- **Supplied information**
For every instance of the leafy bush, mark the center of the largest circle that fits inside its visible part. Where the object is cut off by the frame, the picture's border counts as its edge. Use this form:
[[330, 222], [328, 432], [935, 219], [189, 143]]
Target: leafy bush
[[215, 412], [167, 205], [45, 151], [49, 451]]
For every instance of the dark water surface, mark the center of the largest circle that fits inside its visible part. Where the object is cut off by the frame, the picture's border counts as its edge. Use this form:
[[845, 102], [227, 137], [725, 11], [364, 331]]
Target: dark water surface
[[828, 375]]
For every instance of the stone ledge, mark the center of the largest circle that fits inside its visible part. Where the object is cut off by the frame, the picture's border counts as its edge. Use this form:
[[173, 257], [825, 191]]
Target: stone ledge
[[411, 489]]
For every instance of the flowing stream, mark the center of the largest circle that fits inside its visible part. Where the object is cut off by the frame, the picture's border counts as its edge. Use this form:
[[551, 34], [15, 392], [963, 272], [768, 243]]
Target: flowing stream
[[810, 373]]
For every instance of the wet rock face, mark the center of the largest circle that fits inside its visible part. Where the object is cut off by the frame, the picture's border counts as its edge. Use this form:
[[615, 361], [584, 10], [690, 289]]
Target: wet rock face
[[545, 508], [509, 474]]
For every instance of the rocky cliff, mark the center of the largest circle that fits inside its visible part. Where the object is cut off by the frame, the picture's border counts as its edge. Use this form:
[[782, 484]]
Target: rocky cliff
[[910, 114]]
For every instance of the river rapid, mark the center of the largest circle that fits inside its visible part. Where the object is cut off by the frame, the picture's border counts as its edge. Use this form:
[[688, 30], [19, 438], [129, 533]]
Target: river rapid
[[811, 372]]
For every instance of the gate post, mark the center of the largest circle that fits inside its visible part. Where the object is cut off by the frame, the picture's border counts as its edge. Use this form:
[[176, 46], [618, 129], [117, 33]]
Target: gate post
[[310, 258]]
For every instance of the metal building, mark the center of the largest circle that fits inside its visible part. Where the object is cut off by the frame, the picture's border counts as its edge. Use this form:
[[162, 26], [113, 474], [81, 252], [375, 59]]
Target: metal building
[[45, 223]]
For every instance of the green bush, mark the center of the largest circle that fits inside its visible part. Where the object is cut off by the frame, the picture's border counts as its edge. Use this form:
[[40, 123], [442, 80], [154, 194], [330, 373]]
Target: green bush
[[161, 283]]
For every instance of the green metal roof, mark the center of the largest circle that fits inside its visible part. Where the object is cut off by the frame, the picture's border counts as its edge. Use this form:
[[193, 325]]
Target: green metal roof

- **Exercise aim**
Reproduce every line from the one containing "For every instance of the river" down to the one containing "[[161, 283]]", both ends included. Shift each answer coordinate by adding 17 to it, and leave all other lines unchanged.

- **Full answer**
For every instance of the river rapid, mark the center of the largest circle that fits inside its visible part. Where the object is cut off by the frame, the picture's border counts as its edge. Use this form:
[[688, 30], [19, 438], [129, 533]]
Target: river rapid
[[828, 389]]
For every instance of the gate post, mark the center of the largest circle that fits inside its visible part. Where the object is cut off by the frame, the picture's border counts as its edge. Use this form:
[[176, 46], [618, 129], [117, 33]]
Target: gate post
[[327, 275]]
For every instance of the metal building, mark the center of the largest circle that fits inside its visible part. Where the object is cut off by the frame, the picture's border counts as its edge. Use this form:
[[162, 26], [113, 474], [81, 252], [375, 59]]
Target: metal building
[[62, 240]]
For every instance of the green bush, mark the center of the largest circle that fits inside its visible part. Where the object is cut off by the frame, the picture's border counts as its edge. Use this form:
[[40, 123], [442, 80], [154, 194], [330, 373]]
Target: green bush
[[178, 300]]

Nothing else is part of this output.